### Texte à lire:
========================================================================
Accueil des exilés. Grande-Synthe récidive dans la solidarité
Refusant de cautionner la politique gouvernementale de non-accueil des exilés, le maire de la ville a ouvert deux centres d’hébergement, contre l’avis du préfet.
Il persiste et signe dans sa volonté inébranlable de tendre la main aux exilés. Damien Carême, le maire (EELV) de Grande-Synthe (Nord), a de nouveau pris, jeudi dernier, la décision d’ouvrir un gymnase municipal aux personnes isolées vivant à la rue et un autre centre aux familles. Douze employés communaux sont à l’œuvre pour permettre le fonctionnement de ces deux lieux d’accueil, jusqu’à l’arrivée du printemps, et des associations, comme Emmaüs et Salam, sont chargées d’y distribuer les repas. Deux cents personnes environ, en majorité des Kurdes irakiens, doivent ainsi être arrachées au froid hivernal qui s’annonce vigoureux.
Offrir « un minimum de dignité » aux personnes en errance
L’édile a d’abord souhaité répondre à l’urgence en offrant « un minimum de dignité » à ces personnes en errance. « J’agis avec la même motivation que l’an dernier, explique-t-il. Laisser vivre des gens dans cette situation est tout simplement insupportable. » Il souhaite, par ailleurs, s’inscrire dans la même démarche que Médecins du monde France, le Secours catholique-Caritas France et douze autres associations dénonçant, dimanche 29 décembre, dans une lettre à Emmanuel Macron, la « faillite de l’État » et la « mise en danger délibérée », en France, de milliers de personnes à la recherche d’un refuge après avoir fui guerres et pauvreté dans leur propre contrée.
========================================================================
### Tâche demandée 1:
Modifiez les entrées depuis leur début jusqu'à la ligne contenant « 3 16 L 3 26 » incluse, en remplaçant « banner pole » par « flag pole » sans toucher au reste. Redonnez uniquement ces lignes.

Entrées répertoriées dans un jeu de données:
========================================================================
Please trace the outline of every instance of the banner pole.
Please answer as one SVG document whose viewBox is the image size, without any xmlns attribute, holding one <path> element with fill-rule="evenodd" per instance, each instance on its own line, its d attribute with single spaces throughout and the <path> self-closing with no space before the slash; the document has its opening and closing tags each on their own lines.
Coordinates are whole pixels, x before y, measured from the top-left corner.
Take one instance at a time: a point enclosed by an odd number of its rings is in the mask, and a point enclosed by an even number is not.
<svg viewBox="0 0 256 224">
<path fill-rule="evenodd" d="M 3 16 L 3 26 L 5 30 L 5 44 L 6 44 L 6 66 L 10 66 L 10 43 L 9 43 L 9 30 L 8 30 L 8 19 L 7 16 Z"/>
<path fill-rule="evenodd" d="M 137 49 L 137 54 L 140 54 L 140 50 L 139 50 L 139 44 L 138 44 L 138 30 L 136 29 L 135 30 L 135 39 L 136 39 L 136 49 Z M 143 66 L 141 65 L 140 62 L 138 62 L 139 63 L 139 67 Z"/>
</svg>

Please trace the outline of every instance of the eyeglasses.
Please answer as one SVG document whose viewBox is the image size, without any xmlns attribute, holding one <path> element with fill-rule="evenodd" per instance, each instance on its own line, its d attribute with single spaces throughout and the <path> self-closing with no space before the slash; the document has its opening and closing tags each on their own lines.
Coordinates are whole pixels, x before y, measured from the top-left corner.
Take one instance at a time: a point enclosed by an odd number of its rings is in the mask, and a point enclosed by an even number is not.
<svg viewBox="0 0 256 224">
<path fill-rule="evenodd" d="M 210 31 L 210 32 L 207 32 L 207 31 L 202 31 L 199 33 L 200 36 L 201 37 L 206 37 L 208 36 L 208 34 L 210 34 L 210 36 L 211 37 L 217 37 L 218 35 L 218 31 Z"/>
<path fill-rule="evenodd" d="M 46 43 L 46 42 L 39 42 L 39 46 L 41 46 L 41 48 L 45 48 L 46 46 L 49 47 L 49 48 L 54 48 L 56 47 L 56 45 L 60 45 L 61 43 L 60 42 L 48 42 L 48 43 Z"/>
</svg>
========================================================================
### Tâche demandée 2:
Recopiez à l'identique le passage de l'article sur Grande-Synthe qui va de « Accueil des exilés. » à « qui s’annonce vigoureux. ».

### Réponse complète 1:
Please trace the outline of every instance of the flag pole.
Please answer as one SVG document whose viewBox is the image size, without any xmlns attribute, holding one <path> element with fill-rule="evenodd" per instance, each instance on its own line, its d attribute with single spaces throughout and the <path> self-closing with no space before the slash; the document has its opening and closing tags each on their own lines.
Coordinates are whole pixels, x before y, measured from the top-left corner.
Take one instance at a time: a point enclosed by an odd number of its rings is in the mask, and a point enclosed by an even number is not.
<svg viewBox="0 0 256 224">
<path fill-rule="evenodd" d="M 3 16 L 3 26 L 5 30 L 5 44 L 6 44 L 6 66 L 10 66 L 10 43 L 9 43 L 9 30 L 8 30 L 8 19 L 7 16 Z"/>

### Réponse complète 2:
Accueil des exilés. Grande-Synthe récidive dans la solidarité
Refusant de cautionner la politique gouvernementale de non-accueil des exilés, le maire de la ville a ouvert deux centres d’hébergement, contre l’avis du préfet.
Il persiste et signe dans sa volonté inébranlable de tendre la main aux exilés. Damien Carême, le maire (EELV) de Grande-Synthe (Nord), a de nouveau pris, jeudi dernier, la décision d’ouvrir un gymnase municipal aux personnes isolées vivant à la rue et un autre centre aux familles. Douze employés communaux sont à l’œuvre pour permettre le fonctionnement de ces deux lieux d’accueil, jusqu’à l’arrivée du printemps, et des associations, comme Emmaüs et Salam, sont chargées d’y distribuer les repas. Deux cents personnes environ, en majorité des Kurdes irakiens, doivent ainsi être arrachées au froid hivernal qui s’annonce vigoureux.